EXERCISE BRIEF: Word for word, restate every entry shown below.

(Region pointing data)
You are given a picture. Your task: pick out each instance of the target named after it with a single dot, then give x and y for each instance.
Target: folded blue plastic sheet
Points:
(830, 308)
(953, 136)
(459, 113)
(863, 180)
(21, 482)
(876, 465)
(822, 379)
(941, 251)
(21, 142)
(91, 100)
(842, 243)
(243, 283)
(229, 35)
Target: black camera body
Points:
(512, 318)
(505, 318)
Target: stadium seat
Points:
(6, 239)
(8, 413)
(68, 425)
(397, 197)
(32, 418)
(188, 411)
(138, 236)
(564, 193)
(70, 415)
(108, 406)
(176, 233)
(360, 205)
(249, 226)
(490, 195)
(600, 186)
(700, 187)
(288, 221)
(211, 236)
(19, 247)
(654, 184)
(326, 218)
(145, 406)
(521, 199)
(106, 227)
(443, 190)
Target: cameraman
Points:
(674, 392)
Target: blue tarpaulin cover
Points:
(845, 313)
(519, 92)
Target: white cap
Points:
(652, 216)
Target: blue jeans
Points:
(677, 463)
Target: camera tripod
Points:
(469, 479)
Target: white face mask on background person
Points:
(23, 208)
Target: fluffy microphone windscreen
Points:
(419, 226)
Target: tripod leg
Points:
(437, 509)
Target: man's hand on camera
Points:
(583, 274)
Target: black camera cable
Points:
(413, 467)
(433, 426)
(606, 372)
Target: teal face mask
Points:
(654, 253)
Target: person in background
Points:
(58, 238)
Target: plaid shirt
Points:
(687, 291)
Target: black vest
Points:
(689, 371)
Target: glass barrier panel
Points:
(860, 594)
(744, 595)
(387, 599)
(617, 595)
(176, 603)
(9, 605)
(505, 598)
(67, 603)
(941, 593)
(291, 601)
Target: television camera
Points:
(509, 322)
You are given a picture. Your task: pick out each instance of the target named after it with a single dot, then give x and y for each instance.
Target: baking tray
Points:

SOLUTION:
You are given a picture. Your task: pick out each instance of the target named after it with a single dot, then give x and y for each instance.
Target: folded blue plastic sheet
Points:
(830, 308)
(953, 136)
(459, 113)
(863, 180)
(21, 482)
(876, 465)
(822, 379)
(941, 251)
(21, 142)
(91, 100)
(842, 243)
(243, 283)
(229, 35)
Target: black camera body
Points:
(512, 318)
(505, 318)
Target: stadium seat
Points:
(6, 239)
(8, 413)
(68, 425)
(397, 197)
(32, 418)
(188, 411)
(138, 236)
(564, 193)
(70, 415)
(108, 406)
(176, 233)
(360, 205)
(249, 226)
(490, 195)
(600, 186)
(700, 187)
(288, 221)
(211, 236)
(19, 247)
(654, 184)
(326, 218)
(145, 406)
(521, 199)
(106, 227)
(443, 190)
Target: cameraman
Points:
(674, 392)
Target: blue tarpaulin cover
Points:
(845, 313)
(519, 92)
Target: white cap
Points:
(652, 216)
Target: blue jeans
Points:
(677, 463)
Target: camera tripod
Points:
(469, 479)
Target: white face mask on background person
Points:
(23, 208)
Target: fluffy microphone windscreen
Points:
(419, 226)
Target: tripod leg
Points:
(437, 509)
Target: man's hand on camera
Points:
(583, 274)
Target: black camera cable
Points:
(413, 467)
(433, 426)
(606, 372)
Target: teal face mask
Points:
(654, 253)
Target: person in background
Points:
(58, 238)
Target: plaid shirt
Points:
(687, 291)
Target: black vest
Points:
(689, 371)
Target: glass barrier panel
Points:
(860, 594)
(744, 595)
(387, 599)
(617, 595)
(176, 603)
(9, 605)
(505, 598)
(67, 603)
(941, 593)
(291, 601)
Target: television camera
Points:
(509, 322)
You are given a picture. Your task: pick out each instance of the target named after it with a single dot, then give x and y for each instance.
Target: baking tray
Points:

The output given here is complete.